EXERCISE REQUIREMENTS: Reproduce the stretch from the line containing "Might I trouble you for the coordinates of the white flower" through the end of the records, requests included. Shift every coordinate in the answers by -23.

[Coordinate annotation entries]
_____
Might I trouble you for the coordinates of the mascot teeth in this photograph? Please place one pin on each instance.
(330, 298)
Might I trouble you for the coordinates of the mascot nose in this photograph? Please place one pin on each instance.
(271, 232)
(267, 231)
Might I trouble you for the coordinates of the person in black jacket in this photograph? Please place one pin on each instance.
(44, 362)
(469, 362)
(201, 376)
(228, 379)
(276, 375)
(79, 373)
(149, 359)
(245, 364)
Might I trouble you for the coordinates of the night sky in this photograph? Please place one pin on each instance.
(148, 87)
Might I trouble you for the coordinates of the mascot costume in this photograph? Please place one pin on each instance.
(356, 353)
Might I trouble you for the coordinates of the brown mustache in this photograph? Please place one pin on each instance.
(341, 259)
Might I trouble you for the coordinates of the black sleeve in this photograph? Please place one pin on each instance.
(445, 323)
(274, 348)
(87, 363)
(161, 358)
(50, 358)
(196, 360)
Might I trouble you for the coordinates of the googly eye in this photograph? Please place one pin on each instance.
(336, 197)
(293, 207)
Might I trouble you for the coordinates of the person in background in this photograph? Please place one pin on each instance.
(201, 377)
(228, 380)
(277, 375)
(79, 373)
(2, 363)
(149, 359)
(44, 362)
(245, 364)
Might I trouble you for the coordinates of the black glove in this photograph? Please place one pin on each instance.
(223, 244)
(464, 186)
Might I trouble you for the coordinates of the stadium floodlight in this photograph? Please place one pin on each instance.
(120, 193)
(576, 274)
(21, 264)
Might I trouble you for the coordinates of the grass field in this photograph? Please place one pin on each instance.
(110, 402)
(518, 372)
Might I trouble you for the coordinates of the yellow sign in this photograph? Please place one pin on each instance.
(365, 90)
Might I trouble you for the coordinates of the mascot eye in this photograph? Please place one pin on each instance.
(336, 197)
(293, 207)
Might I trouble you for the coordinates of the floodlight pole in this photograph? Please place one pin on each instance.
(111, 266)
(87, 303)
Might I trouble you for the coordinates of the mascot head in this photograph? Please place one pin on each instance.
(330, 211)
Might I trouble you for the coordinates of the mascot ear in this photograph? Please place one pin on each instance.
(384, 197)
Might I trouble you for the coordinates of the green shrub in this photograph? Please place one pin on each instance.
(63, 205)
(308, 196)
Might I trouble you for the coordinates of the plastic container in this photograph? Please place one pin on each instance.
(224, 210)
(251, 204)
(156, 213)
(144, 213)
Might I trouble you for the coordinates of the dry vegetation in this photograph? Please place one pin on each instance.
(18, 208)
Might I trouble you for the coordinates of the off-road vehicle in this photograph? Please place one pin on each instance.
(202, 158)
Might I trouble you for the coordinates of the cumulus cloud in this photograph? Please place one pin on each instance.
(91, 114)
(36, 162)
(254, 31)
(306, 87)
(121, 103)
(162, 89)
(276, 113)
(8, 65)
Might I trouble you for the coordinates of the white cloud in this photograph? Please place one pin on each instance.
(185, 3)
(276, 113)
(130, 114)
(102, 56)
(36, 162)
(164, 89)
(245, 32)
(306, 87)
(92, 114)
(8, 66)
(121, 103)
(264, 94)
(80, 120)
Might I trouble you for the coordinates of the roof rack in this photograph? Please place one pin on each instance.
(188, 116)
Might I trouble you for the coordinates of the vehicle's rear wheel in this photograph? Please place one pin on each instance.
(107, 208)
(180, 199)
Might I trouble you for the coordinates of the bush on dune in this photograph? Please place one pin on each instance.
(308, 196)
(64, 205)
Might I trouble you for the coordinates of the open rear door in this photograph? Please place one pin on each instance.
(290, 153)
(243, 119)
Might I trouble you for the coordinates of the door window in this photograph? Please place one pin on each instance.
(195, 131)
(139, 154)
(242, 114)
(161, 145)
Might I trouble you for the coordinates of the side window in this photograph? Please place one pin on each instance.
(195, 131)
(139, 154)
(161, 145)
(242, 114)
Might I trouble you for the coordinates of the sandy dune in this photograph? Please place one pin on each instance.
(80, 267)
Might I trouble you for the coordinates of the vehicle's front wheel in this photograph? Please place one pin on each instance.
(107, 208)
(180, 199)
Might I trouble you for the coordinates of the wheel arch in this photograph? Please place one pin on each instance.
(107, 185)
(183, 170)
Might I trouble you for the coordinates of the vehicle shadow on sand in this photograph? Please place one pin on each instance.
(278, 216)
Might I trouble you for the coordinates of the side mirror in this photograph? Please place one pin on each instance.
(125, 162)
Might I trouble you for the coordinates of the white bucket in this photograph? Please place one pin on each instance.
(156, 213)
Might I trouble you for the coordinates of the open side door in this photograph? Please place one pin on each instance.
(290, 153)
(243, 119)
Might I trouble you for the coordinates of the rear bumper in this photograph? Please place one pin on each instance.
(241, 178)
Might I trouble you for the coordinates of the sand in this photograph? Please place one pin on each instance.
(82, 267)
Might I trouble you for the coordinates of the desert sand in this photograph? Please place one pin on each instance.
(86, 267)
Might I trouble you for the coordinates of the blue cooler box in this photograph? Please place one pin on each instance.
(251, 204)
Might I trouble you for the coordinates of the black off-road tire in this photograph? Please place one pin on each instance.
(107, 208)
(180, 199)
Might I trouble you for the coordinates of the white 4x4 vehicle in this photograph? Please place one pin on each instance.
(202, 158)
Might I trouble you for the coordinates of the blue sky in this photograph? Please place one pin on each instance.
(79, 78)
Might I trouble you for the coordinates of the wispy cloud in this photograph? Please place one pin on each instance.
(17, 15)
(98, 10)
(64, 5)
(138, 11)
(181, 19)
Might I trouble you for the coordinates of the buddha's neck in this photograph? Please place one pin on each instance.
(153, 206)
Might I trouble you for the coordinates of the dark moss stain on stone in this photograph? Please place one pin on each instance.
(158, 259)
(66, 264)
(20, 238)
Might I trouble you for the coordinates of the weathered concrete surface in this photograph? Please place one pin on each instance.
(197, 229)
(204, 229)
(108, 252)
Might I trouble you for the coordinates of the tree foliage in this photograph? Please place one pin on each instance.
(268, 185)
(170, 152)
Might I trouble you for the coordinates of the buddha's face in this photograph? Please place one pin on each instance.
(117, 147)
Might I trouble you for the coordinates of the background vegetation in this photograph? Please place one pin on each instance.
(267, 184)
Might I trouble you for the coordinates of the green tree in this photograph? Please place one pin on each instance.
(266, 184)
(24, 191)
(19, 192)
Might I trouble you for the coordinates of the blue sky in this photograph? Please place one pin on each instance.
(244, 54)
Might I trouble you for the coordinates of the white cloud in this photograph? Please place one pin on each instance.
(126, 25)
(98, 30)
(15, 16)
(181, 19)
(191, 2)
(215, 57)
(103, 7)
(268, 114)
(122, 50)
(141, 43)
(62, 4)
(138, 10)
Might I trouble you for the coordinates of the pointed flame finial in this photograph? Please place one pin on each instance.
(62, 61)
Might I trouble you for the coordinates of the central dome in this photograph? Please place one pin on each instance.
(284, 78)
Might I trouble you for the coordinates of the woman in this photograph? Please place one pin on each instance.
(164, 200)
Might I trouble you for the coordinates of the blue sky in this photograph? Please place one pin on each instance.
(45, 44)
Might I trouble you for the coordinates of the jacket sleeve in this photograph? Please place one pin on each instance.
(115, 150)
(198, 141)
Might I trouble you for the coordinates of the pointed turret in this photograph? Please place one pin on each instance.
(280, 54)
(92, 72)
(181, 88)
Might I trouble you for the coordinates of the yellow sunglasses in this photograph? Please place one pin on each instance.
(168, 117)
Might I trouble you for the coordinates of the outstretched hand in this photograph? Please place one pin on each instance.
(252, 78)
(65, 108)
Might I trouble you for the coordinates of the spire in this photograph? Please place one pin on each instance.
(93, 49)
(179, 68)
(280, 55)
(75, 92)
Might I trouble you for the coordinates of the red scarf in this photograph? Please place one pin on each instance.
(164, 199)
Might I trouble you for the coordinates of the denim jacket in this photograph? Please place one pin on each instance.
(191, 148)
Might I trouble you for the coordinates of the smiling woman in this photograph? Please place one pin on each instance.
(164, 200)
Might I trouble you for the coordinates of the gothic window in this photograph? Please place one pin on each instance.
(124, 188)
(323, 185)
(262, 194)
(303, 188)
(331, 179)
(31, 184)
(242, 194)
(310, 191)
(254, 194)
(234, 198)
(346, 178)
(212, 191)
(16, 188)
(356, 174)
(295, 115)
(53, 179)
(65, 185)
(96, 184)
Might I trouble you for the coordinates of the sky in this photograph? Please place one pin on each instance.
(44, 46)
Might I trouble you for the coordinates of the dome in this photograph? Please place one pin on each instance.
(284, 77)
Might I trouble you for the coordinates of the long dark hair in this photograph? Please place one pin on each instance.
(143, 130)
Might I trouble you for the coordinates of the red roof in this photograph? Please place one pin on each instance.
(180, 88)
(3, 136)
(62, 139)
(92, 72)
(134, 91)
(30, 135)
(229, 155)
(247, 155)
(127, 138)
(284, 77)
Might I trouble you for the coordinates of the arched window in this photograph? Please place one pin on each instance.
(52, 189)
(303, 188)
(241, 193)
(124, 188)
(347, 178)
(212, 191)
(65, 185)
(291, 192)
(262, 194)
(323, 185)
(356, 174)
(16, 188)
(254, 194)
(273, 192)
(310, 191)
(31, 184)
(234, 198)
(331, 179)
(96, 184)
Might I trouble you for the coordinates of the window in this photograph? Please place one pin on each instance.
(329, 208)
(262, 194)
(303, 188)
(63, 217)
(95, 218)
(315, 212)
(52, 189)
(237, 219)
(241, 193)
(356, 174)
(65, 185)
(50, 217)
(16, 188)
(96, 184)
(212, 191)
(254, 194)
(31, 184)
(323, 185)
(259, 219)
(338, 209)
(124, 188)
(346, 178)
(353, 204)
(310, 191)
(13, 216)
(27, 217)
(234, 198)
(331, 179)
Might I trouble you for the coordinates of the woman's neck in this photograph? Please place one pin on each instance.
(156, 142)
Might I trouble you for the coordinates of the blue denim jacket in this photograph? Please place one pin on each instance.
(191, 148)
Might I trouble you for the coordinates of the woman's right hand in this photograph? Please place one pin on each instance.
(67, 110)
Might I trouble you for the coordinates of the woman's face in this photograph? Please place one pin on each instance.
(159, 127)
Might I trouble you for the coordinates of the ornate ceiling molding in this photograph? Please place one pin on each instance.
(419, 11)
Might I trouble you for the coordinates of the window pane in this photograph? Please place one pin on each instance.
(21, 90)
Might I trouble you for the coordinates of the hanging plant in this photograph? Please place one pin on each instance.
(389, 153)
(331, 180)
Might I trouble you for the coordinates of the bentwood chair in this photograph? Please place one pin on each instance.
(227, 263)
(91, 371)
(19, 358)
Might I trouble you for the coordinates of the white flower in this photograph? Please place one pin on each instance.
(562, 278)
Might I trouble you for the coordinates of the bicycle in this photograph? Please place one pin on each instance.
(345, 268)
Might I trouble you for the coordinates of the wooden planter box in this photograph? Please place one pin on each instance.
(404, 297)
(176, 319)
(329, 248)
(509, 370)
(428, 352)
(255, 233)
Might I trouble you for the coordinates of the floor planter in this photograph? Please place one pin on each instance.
_____
THE ANSWER:
Might I trouble you for the coordinates of the white flower in this photograph? Please place one pin on each instance.
(539, 255)
Might I trouble you for the coordinates of the bicycle in this photograph? Please place one pin on each instance.
(322, 245)
Might I trouble you for the coordinates of the wooden planter box in this photograph? Please place one pin on each instance.
(381, 274)
(153, 296)
(306, 225)
(486, 347)
(405, 329)
(232, 210)
Might I trouble you for the coordinates of the floor planter in this photograph? Please place one pin on each instance.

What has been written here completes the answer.